Work to do:
Omit every picture and output the rest of the records exactly as they are.

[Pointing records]

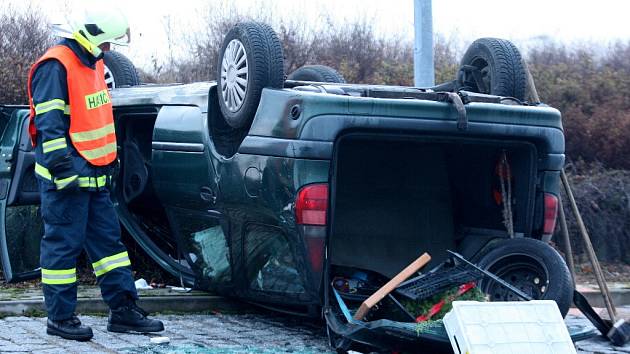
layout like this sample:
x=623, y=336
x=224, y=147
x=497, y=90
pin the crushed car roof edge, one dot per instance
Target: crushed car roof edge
x=167, y=94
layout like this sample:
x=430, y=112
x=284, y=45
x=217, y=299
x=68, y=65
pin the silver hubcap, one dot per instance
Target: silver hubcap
x=109, y=78
x=234, y=75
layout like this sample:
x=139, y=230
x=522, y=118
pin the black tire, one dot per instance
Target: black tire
x=530, y=265
x=119, y=70
x=501, y=67
x=265, y=68
x=317, y=73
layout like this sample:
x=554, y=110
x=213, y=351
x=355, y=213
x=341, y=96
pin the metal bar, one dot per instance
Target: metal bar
x=423, y=67
x=599, y=275
x=568, y=251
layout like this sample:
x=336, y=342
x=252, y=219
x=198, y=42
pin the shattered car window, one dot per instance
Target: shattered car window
x=206, y=246
x=270, y=262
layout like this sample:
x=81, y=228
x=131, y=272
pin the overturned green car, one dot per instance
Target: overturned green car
x=267, y=188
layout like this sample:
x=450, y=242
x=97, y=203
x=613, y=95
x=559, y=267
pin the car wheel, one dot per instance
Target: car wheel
x=119, y=70
x=532, y=266
x=250, y=59
x=493, y=66
x=317, y=73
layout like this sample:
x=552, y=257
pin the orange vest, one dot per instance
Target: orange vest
x=91, y=116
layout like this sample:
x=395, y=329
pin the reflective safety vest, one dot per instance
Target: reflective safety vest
x=90, y=108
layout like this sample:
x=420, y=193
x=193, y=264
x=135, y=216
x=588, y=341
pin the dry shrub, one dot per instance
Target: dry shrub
x=603, y=198
x=24, y=36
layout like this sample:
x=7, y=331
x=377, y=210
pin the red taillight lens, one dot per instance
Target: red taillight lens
x=311, y=204
x=551, y=213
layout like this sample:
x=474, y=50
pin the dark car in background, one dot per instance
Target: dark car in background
x=265, y=188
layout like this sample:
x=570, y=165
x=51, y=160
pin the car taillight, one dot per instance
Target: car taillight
x=311, y=205
x=551, y=213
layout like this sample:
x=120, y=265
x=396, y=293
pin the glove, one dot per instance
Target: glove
x=63, y=174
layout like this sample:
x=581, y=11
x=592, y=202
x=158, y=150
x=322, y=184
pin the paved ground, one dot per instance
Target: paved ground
x=214, y=333
x=188, y=334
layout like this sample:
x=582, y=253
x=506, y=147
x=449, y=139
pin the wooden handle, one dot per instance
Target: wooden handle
x=391, y=285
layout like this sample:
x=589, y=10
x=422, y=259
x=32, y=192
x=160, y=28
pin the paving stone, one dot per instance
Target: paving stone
x=230, y=334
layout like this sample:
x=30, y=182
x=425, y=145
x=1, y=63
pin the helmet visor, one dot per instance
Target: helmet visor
x=122, y=40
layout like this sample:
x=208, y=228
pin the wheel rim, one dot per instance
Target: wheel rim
x=109, y=78
x=523, y=272
x=234, y=75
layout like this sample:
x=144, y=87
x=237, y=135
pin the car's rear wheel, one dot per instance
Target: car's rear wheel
x=317, y=73
x=493, y=66
x=119, y=70
x=530, y=265
x=250, y=59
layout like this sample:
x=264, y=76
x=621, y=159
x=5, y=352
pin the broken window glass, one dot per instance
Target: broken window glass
x=270, y=262
x=205, y=246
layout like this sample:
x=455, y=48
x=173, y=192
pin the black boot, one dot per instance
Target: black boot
x=131, y=318
x=69, y=329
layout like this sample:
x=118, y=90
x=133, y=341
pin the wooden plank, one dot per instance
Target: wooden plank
x=375, y=298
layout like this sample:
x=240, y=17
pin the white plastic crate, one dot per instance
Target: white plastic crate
x=516, y=327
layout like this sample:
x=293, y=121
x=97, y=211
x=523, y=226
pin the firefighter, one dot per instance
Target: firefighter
x=72, y=130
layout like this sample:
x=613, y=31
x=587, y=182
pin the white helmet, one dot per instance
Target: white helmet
x=95, y=27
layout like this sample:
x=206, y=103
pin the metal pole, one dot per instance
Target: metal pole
x=599, y=275
x=568, y=251
x=423, y=67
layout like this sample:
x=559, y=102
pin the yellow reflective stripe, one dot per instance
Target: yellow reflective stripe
x=85, y=182
x=42, y=171
x=59, y=271
x=59, y=276
x=55, y=144
x=63, y=182
x=107, y=264
x=99, y=152
x=93, y=134
x=50, y=105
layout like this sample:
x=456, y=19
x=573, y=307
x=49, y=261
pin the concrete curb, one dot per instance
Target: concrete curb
x=152, y=304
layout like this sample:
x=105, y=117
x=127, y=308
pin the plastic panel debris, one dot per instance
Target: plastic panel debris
x=507, y=327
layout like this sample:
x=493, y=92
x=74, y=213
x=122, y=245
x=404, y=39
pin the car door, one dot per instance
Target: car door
x=185, y=180
x=21, y=227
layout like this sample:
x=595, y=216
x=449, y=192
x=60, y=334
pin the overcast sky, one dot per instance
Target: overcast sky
x=524, y=22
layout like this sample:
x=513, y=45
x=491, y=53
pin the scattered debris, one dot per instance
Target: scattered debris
x=534, y=326
x=160, y=340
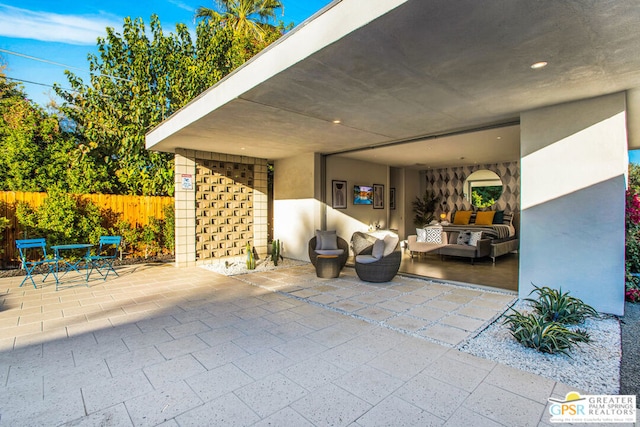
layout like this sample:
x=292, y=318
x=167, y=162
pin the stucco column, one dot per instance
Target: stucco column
x=185, y=205
x=297, y=210
x=574, y=161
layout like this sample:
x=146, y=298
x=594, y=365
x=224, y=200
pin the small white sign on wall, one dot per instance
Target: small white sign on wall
x=187, y=181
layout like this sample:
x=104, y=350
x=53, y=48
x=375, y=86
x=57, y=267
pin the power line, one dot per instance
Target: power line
x=47, y=85
x=46, y=61
x=36, y=83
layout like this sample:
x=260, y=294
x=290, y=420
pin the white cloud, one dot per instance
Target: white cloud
x=54, y=27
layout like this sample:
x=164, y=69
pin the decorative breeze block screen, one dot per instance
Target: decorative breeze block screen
x=224, y=208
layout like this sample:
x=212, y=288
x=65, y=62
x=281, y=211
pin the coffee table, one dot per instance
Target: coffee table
x=328, y=266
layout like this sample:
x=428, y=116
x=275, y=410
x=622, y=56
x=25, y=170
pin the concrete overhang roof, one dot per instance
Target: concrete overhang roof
x=418, y=72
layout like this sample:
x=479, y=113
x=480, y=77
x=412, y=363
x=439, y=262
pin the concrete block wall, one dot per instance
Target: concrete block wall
x=195, y=206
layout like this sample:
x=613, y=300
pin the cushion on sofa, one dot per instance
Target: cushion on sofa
x=485, y=218
x=337, y=252
x=378, y=249
x=434, y=234
x=366, y=259
x=474, y=238
x=498, y=217
x=326, y=240
x=462, y=218
x=390, y=243
x=362, y=243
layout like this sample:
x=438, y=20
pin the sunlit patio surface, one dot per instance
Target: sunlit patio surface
x=187, y=346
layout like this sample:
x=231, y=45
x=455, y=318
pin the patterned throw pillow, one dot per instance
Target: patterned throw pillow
x=475, y=238
x=378, y=249
x=434, y=234
x=462, y=217
x=463, y=237
x=485, y=218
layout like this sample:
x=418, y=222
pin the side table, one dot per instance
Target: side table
x=327, y=266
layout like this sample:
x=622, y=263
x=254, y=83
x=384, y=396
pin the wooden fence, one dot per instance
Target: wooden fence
x=135, y=209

Exercise solution:
layout like this sample:
x=623, y=336
x=224, y=147
x=497, y=90
pin the crushed car roof edge, one dot per instance
Target: crushed car roof edge
x=167, y=94
layout like this sample:
x=430, y=112
x=284, y=45
x=217, y=299
x=68, y=65
pin the silver hubcap, one dot per instance
Target: silver hubcap
x=109, y=78
x=234, y=75
layout like this sample:
x=139, y=230
x=522, y=118
pin the black tire, one dot per instance
Target: black tire
x=530, y=265
x=119, y=70
x=501, y=67
x=265, y=68
x=317, y=73
layout like this sample:
x=554, y=110
x=213, y=351
x=355, y=213
x=341, y=96
pin the metal bar, one dot per instance
Target: metal bar
x=423, y=67
x=599, y=275
x=568, y=251
layout like this sample:
x=336, y=342
x=252, y=219
x=198, y=42
pin the shattered car window, one dot per instance
Target: shattered car window
x=206, y=246
x=270, y=262
layout like this sample:
x=81, y=228
x=131, y=272
pin the overturned green car, one dot per instance
Target: overturned green car
x=267, y=188
layout like this sample:
x=450, y=242
x=97, y=203
x=613, y=95
x=559, y=267
pin the car wheel, one dot per instance
Target: car wheel
x=119, y=70
x=532, y=266
x=250, y=59
x=493, y=66
x=317, y=73
layout like this sample:
x=552, y=257
pin the orange vest, one dot per instance
Target: orange vest
x=91, y=116
layout like this sample:
x=395, y=329
pin the reflective safety vest, one dot per instance
Target: reflective safety vest
x=90, y=108
layout like this sample:
x=420, y=193
x=193, y=264
x=135, y=216
x=588, y=341
pin the dry shrub, one dot per instance
Target: dry shrub
x=603, y=198
x=24, y=36
layout like this sample:
x=7, y=331
x=377, y=210
pin the red taillight lens, one dot per instance
Target: red taillight lens
x=311, y=204
x=551, y=213
layout like this sample:
x=474, y=50
pin the dark car in background, one dot per instance
Target: dark car in background
x=265, y=188
layout like this sample:
x=570, y=165
x=51, y=160
pin the car taillight, one dot per instance
Target: car taillight
x=311, y=205
x=551, y=213
layout like this sample:
x=120, y=265
x=396, y=293
pin the glove, one dot per instance
Target: glove
x=63, y=174
layout like this sample:
x=581, y=11
x=592, y=202
x=158, y=150
x=322, y=184
pin the paved ground, one dot per instance
Target: paved ground
x=214, y=333
x=188, y=334
layout like this sample:
x=582, y=253
x=506, y=147
x=449, y=139
pin the wooden handle, one dot per instance
Target: wooden handle
x=391, y=285
layout like this sample:
x=589, y=10
x=422, y=259
x=32, y=192
x=160, y=28
pin the paving stone, one dot per instance
Target: paving stone
x=230, y=334
layout like this sample:
x=30, y=182
x=425, y=145
x=1, y=63
pin the helmet visor, one dot per instance
Target: helmet visor
x=122, y=40
layout like this sample:
x=208, y=228
pin the wheel rim, one dot per instance
Target: wheel rim
x=109, y=78
x=523, y=272
x=234, y=75
layout like this sample:
x=144, y=87
x=237, y=135
pin the car's rear wheel, one dot per instance
Target: car's rear wheel
x=317, y=73
x=493, y=66
x=119, y=70
x=530, y=265
x=250, y=59
layout like this sample:
x=264, y=76
x=621, y=159
x=5, y=352
pin the broken window glass, one dot per instance
Target: broken window glass
x=270, y=262
x=205, y=246
layout like this sample:
x=455, y=48
x=173, y=192
pin the black boot, one dot per instance
Target: black boot
x=131, y=318
x=69, y=329
layout like this sample:
x=118, y=90
x=133, y=341
pin the wooden plank, one dot per instance
Target: wooden plank
x=375, y=298
layout like this sample:
x=240, y=17
pin the white plastic crate, one dot per instance
Target: white plastic crate
x=516, y=327
layout like this sample:
x=293, y=121
x=97, y=211
x=523, y=226
pin the firefighter, one dot per instance
Target: firefighter
x=72, y=130
layout like this sample:
x=613, y=31
x=587, y=182
pin the white helmet, one dot per instance
Target: white helmet
x=95, y=27
layout like this sample:
x=206, y=103
pin the metal pole, one dot per instance
Target: metal pole
x=599, y=275
x=568, y=251
x=423, y=67
layout like this sample:
x=559, y=102
pin the yellow reflective stripe, one dot per instance
Target: yellow reflective stripe
x=85, y=182
x=42, y=171
x=59, y=271
x=59, y=276
x=55, y=144
x=63, y=182
x=107, y=264
x=99, y=152
x=93, y=134
x=50, y=105
layout like this sample:
x=456, y=19
x=573, y=307
x=49, y=261
pin the concrete curb, one dot per instance
Target: concrete curb
x=152, y=304
layout like this sample:
x=105, y=117
x=127, y=308
pin the plastic panel debris, one dot per instance
Target: plastic panel debris
x=507, y=327
layout like this sample:
x=493, y=92
x=74, y=213
x=122, y=245
x=404, y=39
pin the car door, one dot per instance
Target: car door
x=185, y=180
x=21, y=227
layout like this sample:
x=595, y=216
x=449, y=192
x=60, y=334
pin the overcast sky, one dot per instance
Target: overcast sky
x=524, y=22
layout like this sample:
x=513, y=45
x=491, y=53
pin the scattered debris, one dot per instance
Target: scattered debris
x=534, y=326
x=160, y=340
layout like this sample:
x=292, y=318
x=167, y=162
pin the stucco column, one dot per instance
Target: stucco column
x=185, y=205
x=297, y=210
x=574, y=161
layout like this sample:
x=146, y=298
x=594, y=365
x=224, y=200
pin the small white sign on wall, one dot per instance
Target: small white sign on wall
x=187, y=181
layout like this sample:
x=104, y=350
x=53, y=48
x=375, y=86
x=57, y=267
pin the power line, one dot per instance
Target: power line
x=47, y=85
x=46, y=61
x=36, y=83
layout like this sample:
x=260, y=294
x=290, y=420
pin the white cloud, one dot per instance
Target: white cloud
x=54, y=27
layout like this sample:
x=164, y=69
pin the decorative breeze block screen, one dot per instance
Target: decorative breeze block screen
x=224, y=208
layout like this sample:
x=212, y=288
x=65, y=62
x=281, y=211
pin the coffee table, one dot per instance
Target: coffee table
x=328, y=266
layout like this sample:
x=428, y=116
x=275, y=410
x=622, y=56
x=25, y=170
pin the concrete overhang roof, one dot per instance
Target: concrete overhang roof
x=418, y=72
layout like this sample:
x=479, y=113
x=480, y=77
x=412, y=363
x=439, y=262
pin the concrete block wall, one dot per instance
Target: concrete block wall
x=195, y=206
layout like this sample:
x=613, y=300
pin the cushion on sofa, one dot per instance
Target: cushion on sofa
x=485, y=218
x=337, y=252
x=378, y=249
x=434, y=234
x=366, y=259
x=474, y=238
x=498, y=217
x=326, y=240
x=462, y=218
x=390, y=243
x=362, y=243
layout like this sample:
x=438, y=20
pin the sunlit patio surface, one dot per instance
Target: sunlit patio surface
x=187, y=346
layout like this sample:
x=231, y=45
x=455, y=318
pin the patterned throw pillow, one dot per instance
Target: patterned throw pillow
x=475, y=238
x=378, y=249
x=434, y=234
x=462, y=217
x=463, y=237
x=485, y=218
layout like this sample:
x=418, y=222
pin the side table, one dot per instance
Target: side table
x=327, y=266
layout like this sample:
x=622, y=263
x=254, y=83
x=384, y=396
pin the wooden fence, one dot per instance
Target: wooden fence
x=135, y=209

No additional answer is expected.